### Set task
Transcribe the tail of the listing: start at the line containing "Target: door frame" and stop after the last line, keeping every character as is and adding nothing.

### Records for the task
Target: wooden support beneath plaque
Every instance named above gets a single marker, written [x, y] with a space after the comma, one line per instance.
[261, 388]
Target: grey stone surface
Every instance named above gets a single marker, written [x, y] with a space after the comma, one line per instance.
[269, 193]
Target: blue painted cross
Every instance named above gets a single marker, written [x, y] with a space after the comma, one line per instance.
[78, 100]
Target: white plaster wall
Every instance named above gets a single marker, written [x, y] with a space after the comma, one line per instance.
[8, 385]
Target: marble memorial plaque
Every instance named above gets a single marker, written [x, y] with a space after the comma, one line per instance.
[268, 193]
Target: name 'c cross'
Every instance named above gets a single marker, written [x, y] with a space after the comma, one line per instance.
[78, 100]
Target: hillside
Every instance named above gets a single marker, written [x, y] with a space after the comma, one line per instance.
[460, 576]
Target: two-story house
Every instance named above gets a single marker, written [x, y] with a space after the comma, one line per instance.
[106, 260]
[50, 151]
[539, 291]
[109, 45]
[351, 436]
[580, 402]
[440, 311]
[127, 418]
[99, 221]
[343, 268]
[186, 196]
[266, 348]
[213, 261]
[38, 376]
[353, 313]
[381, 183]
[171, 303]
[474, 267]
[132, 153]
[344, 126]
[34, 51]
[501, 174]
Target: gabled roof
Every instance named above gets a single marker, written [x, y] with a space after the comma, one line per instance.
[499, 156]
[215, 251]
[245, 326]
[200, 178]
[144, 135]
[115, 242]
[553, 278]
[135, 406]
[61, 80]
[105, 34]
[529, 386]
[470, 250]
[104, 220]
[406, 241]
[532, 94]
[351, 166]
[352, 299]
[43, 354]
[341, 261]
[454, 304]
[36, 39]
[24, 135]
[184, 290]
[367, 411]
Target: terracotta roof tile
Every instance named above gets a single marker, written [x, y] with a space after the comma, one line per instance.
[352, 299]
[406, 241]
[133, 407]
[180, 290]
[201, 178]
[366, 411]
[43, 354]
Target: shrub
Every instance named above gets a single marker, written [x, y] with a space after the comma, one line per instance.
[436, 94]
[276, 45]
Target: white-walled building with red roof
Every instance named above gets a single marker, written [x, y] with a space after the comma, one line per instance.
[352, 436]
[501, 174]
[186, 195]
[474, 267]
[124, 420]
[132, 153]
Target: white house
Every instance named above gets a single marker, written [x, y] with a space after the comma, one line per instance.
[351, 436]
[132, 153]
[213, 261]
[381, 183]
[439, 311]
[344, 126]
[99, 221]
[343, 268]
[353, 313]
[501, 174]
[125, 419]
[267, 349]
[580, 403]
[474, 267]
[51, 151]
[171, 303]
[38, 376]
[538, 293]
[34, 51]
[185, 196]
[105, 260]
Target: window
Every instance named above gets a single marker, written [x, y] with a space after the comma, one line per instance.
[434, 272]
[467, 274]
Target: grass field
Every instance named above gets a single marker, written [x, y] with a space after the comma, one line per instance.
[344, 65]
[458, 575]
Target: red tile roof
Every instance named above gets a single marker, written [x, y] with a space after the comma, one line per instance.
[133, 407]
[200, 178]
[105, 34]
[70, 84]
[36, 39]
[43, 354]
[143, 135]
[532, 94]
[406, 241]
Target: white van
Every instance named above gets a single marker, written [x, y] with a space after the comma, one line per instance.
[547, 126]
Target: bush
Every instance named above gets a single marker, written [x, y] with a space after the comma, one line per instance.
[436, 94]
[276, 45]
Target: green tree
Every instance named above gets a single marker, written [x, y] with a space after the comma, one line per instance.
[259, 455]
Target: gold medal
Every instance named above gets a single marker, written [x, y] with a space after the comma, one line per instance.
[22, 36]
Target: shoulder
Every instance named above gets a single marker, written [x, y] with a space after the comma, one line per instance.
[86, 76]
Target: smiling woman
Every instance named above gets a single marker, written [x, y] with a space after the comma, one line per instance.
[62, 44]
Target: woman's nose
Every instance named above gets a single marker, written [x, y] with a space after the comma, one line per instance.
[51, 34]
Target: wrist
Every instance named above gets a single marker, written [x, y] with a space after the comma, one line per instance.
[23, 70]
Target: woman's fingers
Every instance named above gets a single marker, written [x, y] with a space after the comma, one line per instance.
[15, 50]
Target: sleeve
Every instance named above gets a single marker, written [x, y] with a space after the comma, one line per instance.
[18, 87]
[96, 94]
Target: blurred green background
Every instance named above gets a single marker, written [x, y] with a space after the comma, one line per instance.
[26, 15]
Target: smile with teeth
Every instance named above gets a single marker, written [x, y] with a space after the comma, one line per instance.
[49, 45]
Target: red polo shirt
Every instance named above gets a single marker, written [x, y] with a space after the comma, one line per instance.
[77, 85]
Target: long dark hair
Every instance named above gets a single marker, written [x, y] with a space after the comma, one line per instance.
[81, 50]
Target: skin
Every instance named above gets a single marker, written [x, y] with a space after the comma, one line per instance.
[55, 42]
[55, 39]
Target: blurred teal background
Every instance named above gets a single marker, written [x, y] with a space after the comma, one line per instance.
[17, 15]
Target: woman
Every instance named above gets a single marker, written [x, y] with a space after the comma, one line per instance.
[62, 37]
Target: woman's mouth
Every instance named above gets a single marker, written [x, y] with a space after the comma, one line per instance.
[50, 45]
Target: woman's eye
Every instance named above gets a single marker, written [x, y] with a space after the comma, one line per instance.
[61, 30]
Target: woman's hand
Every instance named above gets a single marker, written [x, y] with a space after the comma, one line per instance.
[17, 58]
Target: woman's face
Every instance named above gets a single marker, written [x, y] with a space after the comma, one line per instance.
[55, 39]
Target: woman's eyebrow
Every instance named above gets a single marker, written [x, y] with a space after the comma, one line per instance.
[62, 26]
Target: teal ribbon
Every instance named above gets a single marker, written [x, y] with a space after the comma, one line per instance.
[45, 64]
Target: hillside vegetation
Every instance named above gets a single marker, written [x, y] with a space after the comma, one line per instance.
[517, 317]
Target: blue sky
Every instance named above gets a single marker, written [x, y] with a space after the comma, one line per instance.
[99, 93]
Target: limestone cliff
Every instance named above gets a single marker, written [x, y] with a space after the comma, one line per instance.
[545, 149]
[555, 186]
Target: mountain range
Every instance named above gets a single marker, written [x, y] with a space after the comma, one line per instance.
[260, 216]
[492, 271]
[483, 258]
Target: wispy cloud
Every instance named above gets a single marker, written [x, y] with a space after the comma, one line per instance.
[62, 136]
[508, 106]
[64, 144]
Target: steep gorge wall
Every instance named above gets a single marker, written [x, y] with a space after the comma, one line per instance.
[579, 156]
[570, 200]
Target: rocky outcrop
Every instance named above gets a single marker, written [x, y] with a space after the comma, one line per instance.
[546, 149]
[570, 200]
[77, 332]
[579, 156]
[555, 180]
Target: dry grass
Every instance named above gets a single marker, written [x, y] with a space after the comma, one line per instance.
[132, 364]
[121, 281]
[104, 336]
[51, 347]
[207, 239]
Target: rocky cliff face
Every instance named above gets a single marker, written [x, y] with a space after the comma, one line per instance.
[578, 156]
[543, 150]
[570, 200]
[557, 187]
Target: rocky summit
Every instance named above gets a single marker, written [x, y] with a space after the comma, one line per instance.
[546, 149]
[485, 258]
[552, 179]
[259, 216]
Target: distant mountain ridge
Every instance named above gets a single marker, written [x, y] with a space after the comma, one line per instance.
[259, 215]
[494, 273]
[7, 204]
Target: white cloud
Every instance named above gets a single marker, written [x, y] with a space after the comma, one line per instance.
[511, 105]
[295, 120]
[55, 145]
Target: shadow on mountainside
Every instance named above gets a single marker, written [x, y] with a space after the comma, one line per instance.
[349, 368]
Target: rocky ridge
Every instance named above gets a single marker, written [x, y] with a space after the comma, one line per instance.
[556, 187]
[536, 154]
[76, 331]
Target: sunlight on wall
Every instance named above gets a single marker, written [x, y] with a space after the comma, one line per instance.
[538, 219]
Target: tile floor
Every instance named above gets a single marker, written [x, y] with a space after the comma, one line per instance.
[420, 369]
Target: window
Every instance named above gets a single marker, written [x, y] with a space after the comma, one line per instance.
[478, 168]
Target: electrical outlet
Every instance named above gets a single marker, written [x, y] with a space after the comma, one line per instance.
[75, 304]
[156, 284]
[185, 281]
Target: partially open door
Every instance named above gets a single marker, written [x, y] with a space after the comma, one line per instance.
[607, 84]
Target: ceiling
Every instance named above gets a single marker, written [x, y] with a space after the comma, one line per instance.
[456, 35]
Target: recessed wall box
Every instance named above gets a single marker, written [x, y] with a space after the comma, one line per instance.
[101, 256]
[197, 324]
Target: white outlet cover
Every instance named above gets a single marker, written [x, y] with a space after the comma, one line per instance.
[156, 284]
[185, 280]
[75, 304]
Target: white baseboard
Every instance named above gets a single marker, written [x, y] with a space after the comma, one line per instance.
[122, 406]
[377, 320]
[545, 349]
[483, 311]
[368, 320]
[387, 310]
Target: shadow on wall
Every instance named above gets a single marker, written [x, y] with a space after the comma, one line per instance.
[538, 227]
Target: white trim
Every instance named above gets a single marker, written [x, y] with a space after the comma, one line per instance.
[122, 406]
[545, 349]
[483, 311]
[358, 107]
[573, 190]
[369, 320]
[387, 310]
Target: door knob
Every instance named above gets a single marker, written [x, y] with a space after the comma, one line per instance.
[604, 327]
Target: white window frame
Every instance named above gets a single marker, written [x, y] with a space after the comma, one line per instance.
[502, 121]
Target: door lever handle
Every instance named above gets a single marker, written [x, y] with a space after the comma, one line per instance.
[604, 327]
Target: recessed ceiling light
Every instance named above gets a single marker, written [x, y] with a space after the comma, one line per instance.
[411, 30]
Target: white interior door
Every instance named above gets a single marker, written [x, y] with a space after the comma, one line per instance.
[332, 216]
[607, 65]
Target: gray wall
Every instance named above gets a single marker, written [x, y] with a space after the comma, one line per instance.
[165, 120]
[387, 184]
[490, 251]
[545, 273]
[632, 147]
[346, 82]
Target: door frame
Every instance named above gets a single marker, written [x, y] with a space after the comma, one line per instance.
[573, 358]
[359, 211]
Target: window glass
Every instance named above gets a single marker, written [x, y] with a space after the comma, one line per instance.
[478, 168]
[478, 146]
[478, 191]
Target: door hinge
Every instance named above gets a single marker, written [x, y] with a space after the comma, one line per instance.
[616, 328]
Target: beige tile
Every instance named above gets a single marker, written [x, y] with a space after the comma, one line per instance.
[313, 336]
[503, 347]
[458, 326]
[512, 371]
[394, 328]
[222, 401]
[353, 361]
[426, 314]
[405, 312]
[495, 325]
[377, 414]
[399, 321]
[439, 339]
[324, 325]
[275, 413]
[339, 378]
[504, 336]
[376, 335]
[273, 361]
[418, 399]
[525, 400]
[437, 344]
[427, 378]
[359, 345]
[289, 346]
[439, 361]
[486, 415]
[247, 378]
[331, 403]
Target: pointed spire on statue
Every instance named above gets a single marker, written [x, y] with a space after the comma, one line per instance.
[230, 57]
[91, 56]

### The reply
Target: door frame
Every instance named above gets a single marker, written [x, y] with a space after the comma, one line per instance.
[573, 358]
[359, 211]
Target: window glass
Every instance named above gets a single marker, written [x, y] with a space after the comma, one line per instance.
[478, 168]
[478, 146]
[478, 191]
Target: door hinge
Every instance named above gets a single marker, written [x, y] with a space after the comma, one line per instance.
[616, 328]
Target: beige tile
Every instance named above gets a single marker, written [x, y] with a space after the comma, one line per instance.
[313, 336]
[503, 347]
[458, 326]
[512, 371]
[394, 328]
[222, 401]
[353, 361]
[426, 314]
[405, 312]
[495, 325]
[377, 414]
[399, 321]
[439, 339]
[324, 325]
[275, 413]
[339, 378]
[504, 336]
[376, 335]
[273, 361]
[418, 399]
[525, 400]
[437, 344]
[427, 378]
[359, 345]
[289, 346]
[439, 361]
[486, 415]
[247, 378]
[331, 403]
Target: pointed spire on statue
Every instance named above gets a single marker, written [x, y] with a space after the comma, one line per instance.
[230, 57]
[91, 56]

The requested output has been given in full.